▶ PASSAGE SHOWN:
=======

Thirty years ago, when I just learned of my HIV status, I knew I was going to die. It was the beginning of HIV and the options of today were not available. Back then, having AIDS was seen as a death sentence. Hope didn’t spring eternal for those infected as it seemed death was the only cure.
Several years passed and I was still alive. It felt like a fluke and my time would soon come. Perhaps Death had a backlog of cases and he or she was working their way to me. I accelerated the situation by developing an unhealthy lifestyle. Along with bad eating habits and refusal to take care of my body by exercising; I also engaged in unsafe sex and an attitude of simply not caring about myself.
Despite all this, my health was relatively good. I wasn’t getting sick like others I knew living with HIV. Seeking support in an HIV group setting, it felt like I didn’t belong. I noted people, reporting in on self, expressed their various ailments. From depression to crippling illnesses, everyone had a negative aspect of themselves to share.
I felt guilty as I shared brighter outlook. I didn’t have any complaints about health or any known mental health challenges. Besides the common cold everyone got, I was in good spirits. Did I really have HIV, or maybe the doctor made a mistake? Why did I feel good? What were the others thinking of me during my positive reporting and are they looking at me as a fraud? Maybe they felt I was someone looking for attention and didn’t have HIV.

=======

▶ ACTIVITY 1:
According to the passage on living with HIV, why did the writer feel out of place in the HIV support group?
▶ ACTIVITY 2:
From the passage on living with HIV, extract the stretch from "Several years passed" through "caring about myself.".

=======

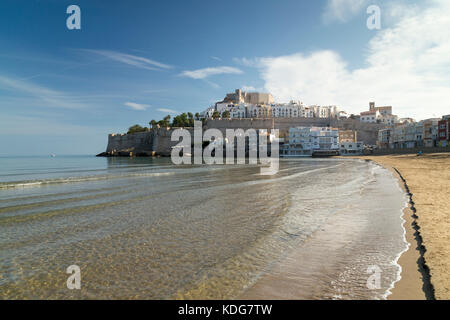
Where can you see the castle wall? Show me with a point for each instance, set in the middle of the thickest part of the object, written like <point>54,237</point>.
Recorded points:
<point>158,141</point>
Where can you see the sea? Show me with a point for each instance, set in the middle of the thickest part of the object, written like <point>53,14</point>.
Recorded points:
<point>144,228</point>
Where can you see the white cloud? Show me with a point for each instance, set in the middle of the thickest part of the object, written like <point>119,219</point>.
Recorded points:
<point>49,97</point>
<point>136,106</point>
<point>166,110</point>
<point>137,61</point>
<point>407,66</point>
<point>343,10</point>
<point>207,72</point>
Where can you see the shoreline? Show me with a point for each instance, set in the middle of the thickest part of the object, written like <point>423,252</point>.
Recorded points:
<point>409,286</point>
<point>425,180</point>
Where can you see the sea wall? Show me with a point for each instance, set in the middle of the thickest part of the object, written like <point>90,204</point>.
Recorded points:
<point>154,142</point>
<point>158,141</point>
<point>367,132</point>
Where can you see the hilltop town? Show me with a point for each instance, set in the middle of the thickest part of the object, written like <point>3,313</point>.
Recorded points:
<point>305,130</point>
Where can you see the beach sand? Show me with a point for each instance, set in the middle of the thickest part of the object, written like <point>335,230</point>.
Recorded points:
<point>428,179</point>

=======

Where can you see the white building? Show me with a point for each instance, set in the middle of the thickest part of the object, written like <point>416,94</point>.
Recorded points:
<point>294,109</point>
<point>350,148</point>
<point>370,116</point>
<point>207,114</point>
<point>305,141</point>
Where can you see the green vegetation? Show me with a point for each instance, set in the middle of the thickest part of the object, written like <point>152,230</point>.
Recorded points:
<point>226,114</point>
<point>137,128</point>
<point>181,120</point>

=======

▶ WRITTEN RESPONSE 1:
The other members reported ailments ranging from depression to crippling illnesses, and everyone had something negative to share. The writer's health was relatively good, with no health complaints or known mental health challenges beyond the common cold.

▶ WRITTEN RESPONSE 2:
Several years passed and I was still alive. It felt like a fluke and my time would soon come. Perhaps Death had a backlog of cases and he or she was working their way to me. I accelerated the situation by developing an unhealthy lifestyle. Along with bad eating habits and refusal to take care of my body by exercising; I also engaged in unsafe sex and an attitude of simply not caring about myself.